Filter the records down to the lines that hold the word "tree", and copy each of those lines.

::: Dataset records :::

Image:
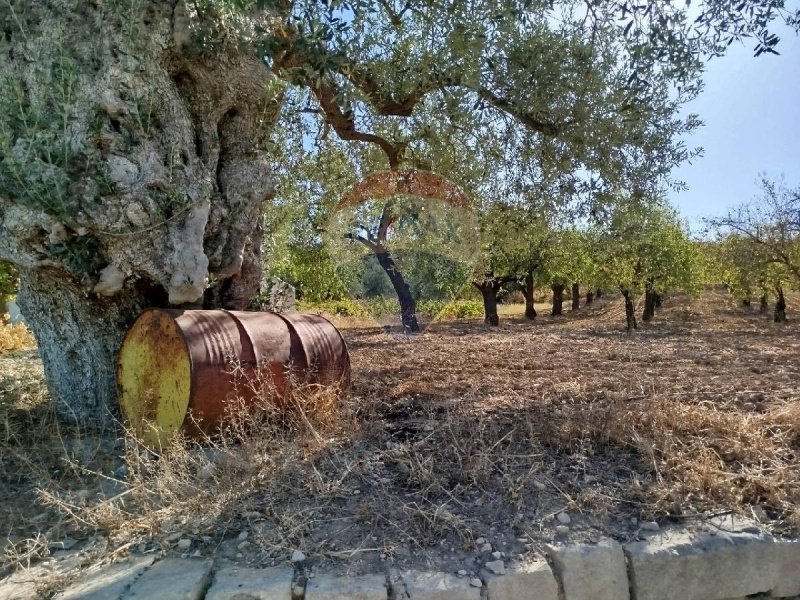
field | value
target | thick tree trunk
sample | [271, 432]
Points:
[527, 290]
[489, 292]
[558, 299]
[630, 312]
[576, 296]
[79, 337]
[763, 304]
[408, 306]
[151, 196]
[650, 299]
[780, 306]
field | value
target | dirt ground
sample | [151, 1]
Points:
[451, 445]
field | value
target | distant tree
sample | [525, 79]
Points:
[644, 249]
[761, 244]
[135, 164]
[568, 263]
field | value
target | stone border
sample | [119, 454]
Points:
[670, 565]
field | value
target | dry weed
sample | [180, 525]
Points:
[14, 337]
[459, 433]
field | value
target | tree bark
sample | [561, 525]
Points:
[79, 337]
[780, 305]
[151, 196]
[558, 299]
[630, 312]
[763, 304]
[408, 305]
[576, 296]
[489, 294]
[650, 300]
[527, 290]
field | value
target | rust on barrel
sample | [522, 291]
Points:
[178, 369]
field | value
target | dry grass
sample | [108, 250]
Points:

:::

Answer area:
target | thick tree trunk
target | distant tree
target | tree bark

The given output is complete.